REQUIRED ACTIONS:
**a)** In the mailing-list thread on counting a DataSet, what parallelism does Fabian suggest for the mapPartition() that emits a special record?
**b)** Reproduce the mailing-list thread on counting a DataSet word for word, starting at "You are viewing" and going down to "empty or not..".

SOURCE DOCUMENT:
───

You are viewing a plain text version of this content. The canonical link for it is here.

Posted to user@flink.apache.org by bastien dine <ba...@gmail.com> on 2018/11/07 13:02:14 UTC

Counting DataSet in DataFlow

Hello,

I would like to a way to count a dataset to check if it is empty or not..
But .count() throw an execution and I do not want to do separe job
execution plan, as hthis will trigger multiple reading..
I would like to have something like..

Source -> map -> count -> if 0 -> do someting
                                           if not -> do something


More concrete i would like to check if one of my dataset is empty before
doing a cross operation..

Thanks,
Bastien

Re: Counting DataSet in DataFlow

Posted by bastien dine <ba...@gmail.com>.

Hi Fabian,
Thanks for the response, I am going to use the second solution !
Regards,
Bastien

------------------

Bastien DINE
Data Architect / Software Engineer / Sysadmin
bastiendine.io


Le mer. 7 nov. 2018 à 14:16, Fabian Hueske <fh...@gmail.com> a écrit :

> Another option for certain tasks is to work with broadcast variables [1].
> The value could be use to configure two filters.
>
> DataSet<Data> input = ....
> DataSet<Long> count = input.map(-> 1L).sum()
> DataSet<OutCntZero> input.filter(if cnt == 0).withBroadcastSet("cnt",
> count).doSomething
> DataSet<OutCntNonZero> input.filter(if cnt != 0).withBroadcastSet("cnt",
> count).doSomethingElse
>
> Fabian
>
> [1]
> https://ci.apache.org/projects/flink/flink-docs-stable/dev/batch/#broadcast-variables
>
>
> Am Mi., 7. Nov. 2018 um 14:10 Uhr schrieb Fabian Hueske <fhueske@gmail.com
> >:
>
>> Hi,
>>
>> Counting always requires a job to be executed.
>> Not sure if this is what you want to do, but if you want to prevent to
>> get an empty result due to an empty cross input, you can use a
>> mapPartition() with parallelism 1 to emit a special record, in case the
>> MapPartitionFunction didn't see any data.
>>
>> Best, Fabian
>>
>> Am Mi., 7. Nov. 2018 um 14:02 Uhr schrieb bastien dine <
>> bastien.dine@gmail.com>:
>>
>>> Hello,
>>>
>>> I would like to a way to count a dataset to check if it is empty or
>>> not.. But .count() throw an execution and I do not want to do separe job
>>> execution plan, as hthis will trigger multiple reading..
>>> I would like to have something like..
>>>
>>> Source -> map -> count -> if 0 -> do someting
>>>                                            if not -> do something
>>>
>>>
>>> More concrete i would like to check if one of my dataset is empty before
>>> doing a cross operation..
>>>
>>> Thanks,
>>> Bastien
>>>
>>>
>>>

Re: Counting DataSet in DataFlow

Posted by Fabian Hueske <fh...@gmail.com>.

Another option for certain tasks is to work with broadcast variables [1].
The value could be use to configure two filters.

DataSet<Data> input = ....
DataSet<Long> count = input.map(-> 1L).sum()

───

SUPPLIED MATERIAL:
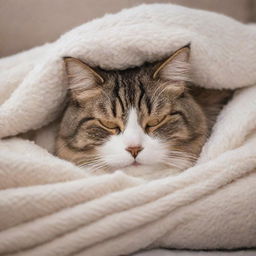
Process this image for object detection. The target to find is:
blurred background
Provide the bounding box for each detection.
[0,0,256,57]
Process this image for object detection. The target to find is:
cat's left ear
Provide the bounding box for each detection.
[64,57,104,91]
[153,45,190,81]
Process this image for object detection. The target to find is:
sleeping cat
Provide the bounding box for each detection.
[56,46,231,176]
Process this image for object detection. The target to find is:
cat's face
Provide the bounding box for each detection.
[56,47,207,173]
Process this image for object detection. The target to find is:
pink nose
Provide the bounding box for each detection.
[125,146,143,158]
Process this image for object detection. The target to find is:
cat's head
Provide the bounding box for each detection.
[56,46,207,173]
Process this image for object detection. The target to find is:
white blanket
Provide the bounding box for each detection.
[0,4,256,256]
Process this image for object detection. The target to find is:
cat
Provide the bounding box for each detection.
[56,46,232,176]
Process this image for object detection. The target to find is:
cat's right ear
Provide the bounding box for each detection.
[63,57,104,91]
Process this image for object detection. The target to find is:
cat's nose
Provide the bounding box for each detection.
[125,146,143,158]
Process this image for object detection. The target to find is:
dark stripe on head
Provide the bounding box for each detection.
[138,82,145,110]
[114,76,124,112]
[61,117,95,139]
[171,111,189,125]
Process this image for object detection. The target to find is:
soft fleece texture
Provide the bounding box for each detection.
[0,4,256,256]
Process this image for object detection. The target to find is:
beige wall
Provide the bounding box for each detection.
[0,0,256,57]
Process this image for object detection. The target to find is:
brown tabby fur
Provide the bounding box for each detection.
[56,48,232,170]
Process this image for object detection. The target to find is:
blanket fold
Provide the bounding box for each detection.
[0,4,256,256]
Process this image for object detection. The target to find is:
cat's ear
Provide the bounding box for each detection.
[64,57,104,91]
[153,45,190,81]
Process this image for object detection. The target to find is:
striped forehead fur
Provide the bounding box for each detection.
[56,47,230,177]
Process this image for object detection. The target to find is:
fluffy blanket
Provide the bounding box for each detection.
[0,4,256,256]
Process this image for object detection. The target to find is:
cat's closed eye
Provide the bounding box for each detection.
[145,115,168,131]
[99,120,121,134]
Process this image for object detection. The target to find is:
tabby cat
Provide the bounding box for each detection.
[56,46,231,178]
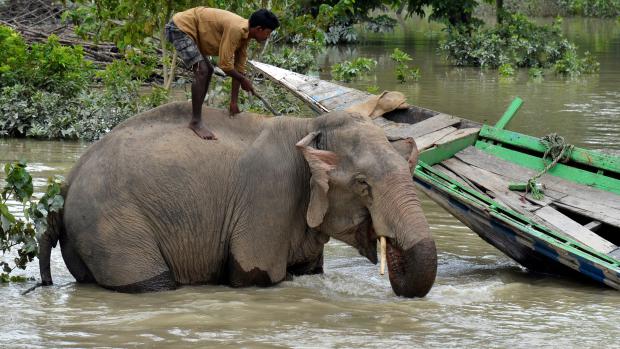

───

TASK RESPONSES:
**a)** Parallelism 1.

**b)**
You are viewing a plain text version of this content. The canonical link for it is here.

Posted to user@flink.apache.org by bastien dine <ba...@gmail.com> on 2018/11/07 13:02:14 UTC

Counting DataSet in DataFlow

Hello,

I would like to a way to count a dataset to check if it is empty or not..